* **Given request**
Shift every coordinate in the records by adding 6 to each of its numbers, and write the lines out again with their requests included. Begin at the line that contains "One pin marks each instance of the man." and stop after the last line of the records.

* **Excerpted records**
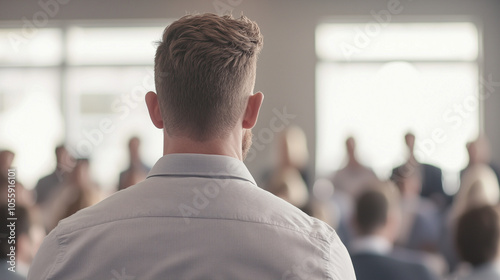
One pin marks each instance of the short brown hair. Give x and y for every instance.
(204, 70)
(477, 235)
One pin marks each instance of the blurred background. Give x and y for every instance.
(373, 70)
(357, 92)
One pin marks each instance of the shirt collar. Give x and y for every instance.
(201, 165)
(371, 244)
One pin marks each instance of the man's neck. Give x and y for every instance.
(228, 146)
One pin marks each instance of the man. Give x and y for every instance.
(199, 213)
(376, 221)
(431, 177)
(19, 240)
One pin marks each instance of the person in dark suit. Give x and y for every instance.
(431, 176)
(375, 221)
(477, 241)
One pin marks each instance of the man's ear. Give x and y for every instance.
(154, 109)
(252, 110)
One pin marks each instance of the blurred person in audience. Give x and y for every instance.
(354, 176)
(137, 170)
(288, 184)
(289, 178)
(47, 186)
(77, 192)
(22, 234)
(478, 187)
(22, 195)
(376, 220)
(430, 176)
(199, 214)
(480, 153)
(421, 220)
(477, 241)
(349, 182)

* **Answer to the problem**
One pin marks each instance of the man. Give x and y for every instance.
(205, 219)
(382, 227)
(437, 183)
(25, 246)
One pin marks each instance of the person in dark suit. Give x and y for every instance.
(437, 182)
(381, 227)
(483, 247)
One pin marks each instance of the man's ear. Give x and y for every instance.
(160, 115)
(258, 116)
One pin marks each instance of the blurred person in audience. Give x and y for every instance.
(360, 182)
(143, 176)
(294, 190)
(295, 184)
(53, 192)
(83, 198)
(28, 240)
(484, 193)
(28, 201)
(382, 226)
(436, 182)
(205, 220)
(486, 159)
(427, 226)
(483, 247)
(355, 188)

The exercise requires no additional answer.